CONSIGNES DE L'EXERCICE:
(a) Répondez à ces questions d'après le texte sur la recherche consacrée aux milieux humides :
(i) Quelles deux périodes la comparaison des sujets de recherche met-elle en regard ?
(ii) Pour les inventaires ZH, quels territoires la cartographie des milieux humides doit-elle inclure ?
(iii) Que faut-il favoriser sous la rubrique « dialogue et participation des acteurs » ?
(b) Recopiez sans rien changer le passage du texte sur la recherche consacrée aux milieux humides qui commence par les mots contenant « Pour conclure par » et s'achève sur « aux problématiques étudiées. ».
(c) Poursuivez le texte sur la recherche consacrée aux milieux humides à la suite de sa dernière phrase.

Pour conclure par une comparaison des sujets de recherche investis sur les périodes 2001-2011 et 2011-2021, il convient de préciser que les catégories de sujets de recherche sont similaires. On en déduit que la recherche s’est poursuivie sur une lancée semblable depuis 20 ans quant aux problématiques étudiées.
3- Concordance des besoins techniques et des perspectives de recherche évoqués
Issue des résultats des analyses terminologiques, les besoins actuels exprimés par la sphère opérationnelle et les projections de la recherche relèvent en particulier les points suivants :
– inventaires ZH : Poursuivre les projets existants visant à mettre en place une cartographie des milieux humides sur le territoire, en incluant les DROM-COM. – Mettre au point une méthodologie d’inventaire faunistique et floristique solide à l’échelle du territoire, incluant les DROM-COM afin de permettre un recensement généralisé basé sur des indicateurs fiables.
– restauration des sites : Élaborer une méthodologie de suivi de restauration nationale permettant d’évaluer les actions une fois mises en place sur le long-terme. – Favoriser les travaux de recherche portant sur des pas de temps longs (historiques) avant de définir la nature des actions de restauration.
– production de connaissance : Inclure dans la programmation scientifique davantage de projets de recherche portant sur les fonctionnalités des milieux humides, sur le fonctionnement hydrique et hydrologique des milieux humides. – Favoriser le transfert des résultats de recherche portant sur ces sujets vers les acteurs techniques.
– communication et sensibilisation : Soutenir les projets visant à sensibiliser les différents acteurs du territoire quant aux milieux humides et les enjeux qui s’y rattachent.
– dialogue et participation des acteurs : Favoriser la mise en place d’une stratégie de concertation intégrant l’ensemble des acteurs impliqués dans la gestion ou l’usage des milieux humides.

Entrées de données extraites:
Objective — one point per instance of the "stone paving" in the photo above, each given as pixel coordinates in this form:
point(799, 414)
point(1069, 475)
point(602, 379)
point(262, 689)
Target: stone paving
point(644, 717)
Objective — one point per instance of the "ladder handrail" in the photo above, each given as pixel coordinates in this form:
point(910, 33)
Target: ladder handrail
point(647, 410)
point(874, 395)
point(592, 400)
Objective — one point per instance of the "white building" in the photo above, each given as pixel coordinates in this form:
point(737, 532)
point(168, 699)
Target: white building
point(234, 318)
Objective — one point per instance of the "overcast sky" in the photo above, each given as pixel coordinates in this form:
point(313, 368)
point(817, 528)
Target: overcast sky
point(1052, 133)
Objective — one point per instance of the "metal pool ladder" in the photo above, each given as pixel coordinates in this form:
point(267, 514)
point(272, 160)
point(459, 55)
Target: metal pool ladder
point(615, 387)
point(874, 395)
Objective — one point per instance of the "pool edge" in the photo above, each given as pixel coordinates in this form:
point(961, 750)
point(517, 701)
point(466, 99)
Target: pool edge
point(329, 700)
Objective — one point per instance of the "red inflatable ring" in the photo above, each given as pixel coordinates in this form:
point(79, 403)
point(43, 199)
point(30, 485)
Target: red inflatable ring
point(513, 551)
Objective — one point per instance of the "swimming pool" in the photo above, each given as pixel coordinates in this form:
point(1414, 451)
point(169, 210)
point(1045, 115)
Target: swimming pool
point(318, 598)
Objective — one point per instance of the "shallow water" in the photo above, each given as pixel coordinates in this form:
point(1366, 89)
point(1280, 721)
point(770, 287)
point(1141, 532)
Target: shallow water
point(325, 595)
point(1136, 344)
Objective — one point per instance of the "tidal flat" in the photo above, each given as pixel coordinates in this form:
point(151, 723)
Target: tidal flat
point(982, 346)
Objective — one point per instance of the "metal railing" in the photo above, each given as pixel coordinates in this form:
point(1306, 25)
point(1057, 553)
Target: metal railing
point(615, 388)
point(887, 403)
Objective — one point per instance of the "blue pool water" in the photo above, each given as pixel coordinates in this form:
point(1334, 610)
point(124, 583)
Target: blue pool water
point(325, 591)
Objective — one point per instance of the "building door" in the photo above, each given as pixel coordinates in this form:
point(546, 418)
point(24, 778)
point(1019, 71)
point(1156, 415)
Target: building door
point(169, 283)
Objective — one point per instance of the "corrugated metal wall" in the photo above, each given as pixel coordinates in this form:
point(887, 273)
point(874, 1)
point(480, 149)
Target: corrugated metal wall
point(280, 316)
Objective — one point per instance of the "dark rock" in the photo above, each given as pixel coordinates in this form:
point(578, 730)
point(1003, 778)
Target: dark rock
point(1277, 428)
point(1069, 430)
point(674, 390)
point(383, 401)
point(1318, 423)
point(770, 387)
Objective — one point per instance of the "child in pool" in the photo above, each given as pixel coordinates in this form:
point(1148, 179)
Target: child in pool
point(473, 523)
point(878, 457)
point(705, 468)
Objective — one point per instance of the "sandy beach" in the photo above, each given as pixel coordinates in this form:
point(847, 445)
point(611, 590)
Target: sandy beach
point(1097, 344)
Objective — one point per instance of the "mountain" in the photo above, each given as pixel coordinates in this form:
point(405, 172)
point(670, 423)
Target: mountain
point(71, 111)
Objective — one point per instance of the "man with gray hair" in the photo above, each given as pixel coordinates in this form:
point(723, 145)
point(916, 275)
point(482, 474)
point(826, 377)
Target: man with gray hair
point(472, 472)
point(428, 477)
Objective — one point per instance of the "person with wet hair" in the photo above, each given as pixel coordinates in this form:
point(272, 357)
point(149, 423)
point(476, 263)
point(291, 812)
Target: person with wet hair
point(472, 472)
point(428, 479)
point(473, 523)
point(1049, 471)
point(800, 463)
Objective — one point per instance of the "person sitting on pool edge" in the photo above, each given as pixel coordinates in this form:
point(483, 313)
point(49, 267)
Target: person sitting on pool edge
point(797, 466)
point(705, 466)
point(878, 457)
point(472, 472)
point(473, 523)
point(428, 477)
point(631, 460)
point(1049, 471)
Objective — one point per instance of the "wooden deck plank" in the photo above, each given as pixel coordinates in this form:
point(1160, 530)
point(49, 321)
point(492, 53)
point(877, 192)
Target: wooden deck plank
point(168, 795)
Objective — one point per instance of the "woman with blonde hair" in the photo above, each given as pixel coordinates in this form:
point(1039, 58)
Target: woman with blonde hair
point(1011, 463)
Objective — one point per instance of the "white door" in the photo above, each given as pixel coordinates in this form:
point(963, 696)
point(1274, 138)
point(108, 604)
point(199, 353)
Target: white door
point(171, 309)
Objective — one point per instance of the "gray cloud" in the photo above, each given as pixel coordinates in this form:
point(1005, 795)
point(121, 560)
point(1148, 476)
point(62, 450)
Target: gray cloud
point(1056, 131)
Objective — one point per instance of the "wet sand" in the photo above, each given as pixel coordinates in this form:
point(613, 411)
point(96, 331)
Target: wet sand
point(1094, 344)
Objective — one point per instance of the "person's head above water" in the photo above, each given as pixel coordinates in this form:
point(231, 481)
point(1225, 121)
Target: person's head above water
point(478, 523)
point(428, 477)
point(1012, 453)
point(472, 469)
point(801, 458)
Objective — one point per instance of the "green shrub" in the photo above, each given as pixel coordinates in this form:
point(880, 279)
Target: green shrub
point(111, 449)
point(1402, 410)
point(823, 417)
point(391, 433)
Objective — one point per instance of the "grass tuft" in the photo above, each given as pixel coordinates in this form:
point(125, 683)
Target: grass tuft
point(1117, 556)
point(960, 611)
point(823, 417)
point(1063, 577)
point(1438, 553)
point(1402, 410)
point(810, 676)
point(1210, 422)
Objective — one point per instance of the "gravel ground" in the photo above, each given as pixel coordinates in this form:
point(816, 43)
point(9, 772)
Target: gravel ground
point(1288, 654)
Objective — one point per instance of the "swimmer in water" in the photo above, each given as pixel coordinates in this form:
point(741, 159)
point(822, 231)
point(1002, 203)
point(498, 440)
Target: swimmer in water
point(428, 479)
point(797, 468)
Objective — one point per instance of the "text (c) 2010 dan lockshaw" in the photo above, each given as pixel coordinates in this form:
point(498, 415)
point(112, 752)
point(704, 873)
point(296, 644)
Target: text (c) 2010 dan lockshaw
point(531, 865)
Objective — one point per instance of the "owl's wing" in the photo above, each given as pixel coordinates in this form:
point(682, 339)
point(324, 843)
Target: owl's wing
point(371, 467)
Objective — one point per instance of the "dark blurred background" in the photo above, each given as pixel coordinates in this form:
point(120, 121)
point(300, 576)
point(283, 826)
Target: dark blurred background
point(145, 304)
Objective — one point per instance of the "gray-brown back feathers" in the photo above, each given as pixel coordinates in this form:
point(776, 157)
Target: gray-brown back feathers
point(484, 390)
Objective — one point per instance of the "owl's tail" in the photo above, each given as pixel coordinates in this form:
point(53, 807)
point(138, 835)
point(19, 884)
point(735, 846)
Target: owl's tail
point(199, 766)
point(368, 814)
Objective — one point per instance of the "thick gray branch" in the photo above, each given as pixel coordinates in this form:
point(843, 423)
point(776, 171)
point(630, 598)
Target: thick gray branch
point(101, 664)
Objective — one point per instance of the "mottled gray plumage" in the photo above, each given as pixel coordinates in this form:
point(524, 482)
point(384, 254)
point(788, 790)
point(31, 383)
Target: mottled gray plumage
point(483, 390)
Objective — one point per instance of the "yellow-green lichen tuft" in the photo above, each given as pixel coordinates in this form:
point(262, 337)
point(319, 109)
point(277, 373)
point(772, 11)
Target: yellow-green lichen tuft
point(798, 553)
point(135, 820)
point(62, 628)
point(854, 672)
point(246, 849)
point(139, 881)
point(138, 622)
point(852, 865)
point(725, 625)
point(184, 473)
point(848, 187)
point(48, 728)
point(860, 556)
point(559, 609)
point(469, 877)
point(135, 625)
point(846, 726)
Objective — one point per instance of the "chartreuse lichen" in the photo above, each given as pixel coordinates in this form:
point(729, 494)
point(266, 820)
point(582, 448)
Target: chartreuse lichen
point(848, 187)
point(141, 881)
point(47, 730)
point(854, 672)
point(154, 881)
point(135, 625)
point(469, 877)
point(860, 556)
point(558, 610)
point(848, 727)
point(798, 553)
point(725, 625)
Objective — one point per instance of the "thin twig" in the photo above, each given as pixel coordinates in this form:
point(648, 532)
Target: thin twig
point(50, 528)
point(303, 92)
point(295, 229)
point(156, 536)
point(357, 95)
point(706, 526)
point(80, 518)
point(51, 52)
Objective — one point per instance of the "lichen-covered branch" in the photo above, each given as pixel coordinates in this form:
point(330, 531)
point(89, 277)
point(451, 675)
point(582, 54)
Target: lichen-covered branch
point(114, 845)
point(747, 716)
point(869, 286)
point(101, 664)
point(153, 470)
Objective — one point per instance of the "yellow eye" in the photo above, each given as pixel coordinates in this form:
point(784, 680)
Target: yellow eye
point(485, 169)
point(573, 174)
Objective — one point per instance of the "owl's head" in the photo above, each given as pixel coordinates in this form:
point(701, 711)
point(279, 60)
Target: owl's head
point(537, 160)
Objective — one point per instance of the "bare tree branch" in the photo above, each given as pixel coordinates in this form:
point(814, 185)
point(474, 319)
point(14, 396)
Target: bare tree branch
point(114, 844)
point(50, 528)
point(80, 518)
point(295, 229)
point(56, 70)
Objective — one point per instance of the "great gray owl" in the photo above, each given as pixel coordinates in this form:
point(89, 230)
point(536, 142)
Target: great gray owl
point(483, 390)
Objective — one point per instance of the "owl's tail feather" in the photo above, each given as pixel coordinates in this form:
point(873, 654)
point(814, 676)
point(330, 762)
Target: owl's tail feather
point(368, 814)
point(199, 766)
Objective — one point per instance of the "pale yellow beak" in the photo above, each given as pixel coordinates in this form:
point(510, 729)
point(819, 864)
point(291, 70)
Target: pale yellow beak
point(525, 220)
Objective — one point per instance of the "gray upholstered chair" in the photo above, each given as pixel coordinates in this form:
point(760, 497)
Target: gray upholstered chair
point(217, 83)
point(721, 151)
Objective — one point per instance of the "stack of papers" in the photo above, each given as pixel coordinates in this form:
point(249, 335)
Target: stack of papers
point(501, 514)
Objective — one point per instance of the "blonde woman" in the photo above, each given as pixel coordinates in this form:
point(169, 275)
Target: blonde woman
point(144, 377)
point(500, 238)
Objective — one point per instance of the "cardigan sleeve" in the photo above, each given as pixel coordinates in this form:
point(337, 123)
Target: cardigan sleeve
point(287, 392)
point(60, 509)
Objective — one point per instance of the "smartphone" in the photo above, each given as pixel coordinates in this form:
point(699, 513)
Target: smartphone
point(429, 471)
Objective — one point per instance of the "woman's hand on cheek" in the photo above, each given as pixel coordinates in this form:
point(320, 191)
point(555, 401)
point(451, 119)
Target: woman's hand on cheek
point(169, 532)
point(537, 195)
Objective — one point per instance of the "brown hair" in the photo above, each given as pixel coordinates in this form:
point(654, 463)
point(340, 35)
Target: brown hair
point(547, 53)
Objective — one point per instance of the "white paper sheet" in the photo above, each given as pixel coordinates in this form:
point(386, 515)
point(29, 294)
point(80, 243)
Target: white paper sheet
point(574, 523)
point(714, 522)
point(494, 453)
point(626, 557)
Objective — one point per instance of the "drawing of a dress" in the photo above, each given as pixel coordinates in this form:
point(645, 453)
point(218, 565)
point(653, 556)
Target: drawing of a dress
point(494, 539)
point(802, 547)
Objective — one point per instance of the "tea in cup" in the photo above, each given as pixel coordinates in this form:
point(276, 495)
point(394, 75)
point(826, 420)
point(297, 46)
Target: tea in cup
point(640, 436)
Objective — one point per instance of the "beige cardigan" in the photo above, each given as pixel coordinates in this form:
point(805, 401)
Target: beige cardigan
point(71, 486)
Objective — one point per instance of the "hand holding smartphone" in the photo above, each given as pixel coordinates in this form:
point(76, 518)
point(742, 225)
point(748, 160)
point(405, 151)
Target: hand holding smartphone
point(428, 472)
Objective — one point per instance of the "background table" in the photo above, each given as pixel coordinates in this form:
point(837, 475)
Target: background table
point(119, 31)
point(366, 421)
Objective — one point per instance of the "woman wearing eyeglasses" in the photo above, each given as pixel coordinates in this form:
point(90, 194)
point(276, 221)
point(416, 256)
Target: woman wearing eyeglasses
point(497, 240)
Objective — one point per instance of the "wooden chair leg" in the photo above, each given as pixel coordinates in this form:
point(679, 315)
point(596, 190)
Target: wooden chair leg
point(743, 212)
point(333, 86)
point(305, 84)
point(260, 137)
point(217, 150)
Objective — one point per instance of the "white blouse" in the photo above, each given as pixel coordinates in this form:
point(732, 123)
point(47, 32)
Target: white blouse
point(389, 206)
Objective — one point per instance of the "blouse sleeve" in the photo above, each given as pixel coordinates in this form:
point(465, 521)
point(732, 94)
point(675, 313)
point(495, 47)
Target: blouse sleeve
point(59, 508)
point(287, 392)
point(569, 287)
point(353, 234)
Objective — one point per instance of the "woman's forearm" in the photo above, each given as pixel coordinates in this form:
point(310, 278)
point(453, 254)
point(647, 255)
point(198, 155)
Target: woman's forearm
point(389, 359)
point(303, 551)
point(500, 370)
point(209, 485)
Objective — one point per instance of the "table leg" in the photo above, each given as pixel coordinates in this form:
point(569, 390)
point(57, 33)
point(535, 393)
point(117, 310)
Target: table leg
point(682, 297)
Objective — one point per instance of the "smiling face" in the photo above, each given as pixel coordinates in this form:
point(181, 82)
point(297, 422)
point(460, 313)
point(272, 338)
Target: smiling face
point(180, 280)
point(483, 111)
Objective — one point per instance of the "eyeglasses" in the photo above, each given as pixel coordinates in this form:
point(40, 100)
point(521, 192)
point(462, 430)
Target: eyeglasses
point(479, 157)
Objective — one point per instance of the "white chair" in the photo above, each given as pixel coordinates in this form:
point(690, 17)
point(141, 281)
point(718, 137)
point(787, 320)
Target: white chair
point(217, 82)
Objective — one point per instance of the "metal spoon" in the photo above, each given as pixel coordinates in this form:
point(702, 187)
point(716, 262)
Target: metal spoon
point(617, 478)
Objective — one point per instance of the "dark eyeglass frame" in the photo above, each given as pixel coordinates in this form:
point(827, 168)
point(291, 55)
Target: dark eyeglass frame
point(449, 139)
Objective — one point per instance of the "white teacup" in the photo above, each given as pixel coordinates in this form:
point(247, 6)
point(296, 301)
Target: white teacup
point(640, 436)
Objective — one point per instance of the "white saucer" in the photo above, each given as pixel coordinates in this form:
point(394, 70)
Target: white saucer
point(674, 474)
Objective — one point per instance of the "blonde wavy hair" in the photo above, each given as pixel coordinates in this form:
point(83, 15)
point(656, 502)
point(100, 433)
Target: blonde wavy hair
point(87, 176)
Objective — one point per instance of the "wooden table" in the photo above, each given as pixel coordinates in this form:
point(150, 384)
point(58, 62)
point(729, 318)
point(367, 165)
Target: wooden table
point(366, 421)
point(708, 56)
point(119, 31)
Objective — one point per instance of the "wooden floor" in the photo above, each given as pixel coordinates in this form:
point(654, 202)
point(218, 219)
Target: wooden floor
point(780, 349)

RÉPONSES PAR CONSIGNE:
(a)
(i) Les périodes 2001-2011 et 2011-2021.
(ii) Les DROM-COM.
(iii) La mise en place d'une stratégie de concertation intégrant l'ensemble des acteurs impliqués dans la gestion ou l'usage des milieux humides.

(b)
Pour conclure par une comparaison des sujets de recherche investis sur les périodes 2001-2011 et 2011-2021, il convient de préciser que les catégories de sujets de recherche sont similaires. On en déduit que la recherche s’est poursuivie sur une lancée semblable depuis 20 ans quant aux problématiques étudiées.

(c)
– accompagnement : Continuer de soutenir et promouvoir la mise en place de systèmes d’échanges science-gestion afin de permettre aux acteurs techniques de bénéficier d’accompagnement et de conseils de la part de la recherche sur les thématiques qui les préoccupent. – Soutenir les systèmes déjà à l’œuvre qui facilitent le transfert des méthodes et outils issus de la recherche.
– poursuivre la promotion des approches intégrées entre différents types de sciences et champs disciplinaires au sein des projets de recherche.
En conclusion
Les axes de recherche évoqués au sein de ce travail préconisent, de manière globale, de davantage investir des sujets de recherche portant sur les milieux humides et les problématiques présentant directement un intérêt pour la sphère opérationnelle.
– Concernant certaines problématiques, la recherche répond théoriquement aux besoins opérationnels des acteurs techniques, notamment des prairies humides, des marais, les lagunes ou encore les zones humides alluviales. Il en va de même pour certaines problématiques, comme la ressource en eau ou l’habitat faune & flore, par exemple.
– Un manque de transfert opérationnel est néanmoins souligné par les acteurs techniques puisqu’ils mentionnent le besoin de davantage d’appui scientifique. Il convient donc de développer davantage les interfaces d’échange entre les deux sphères.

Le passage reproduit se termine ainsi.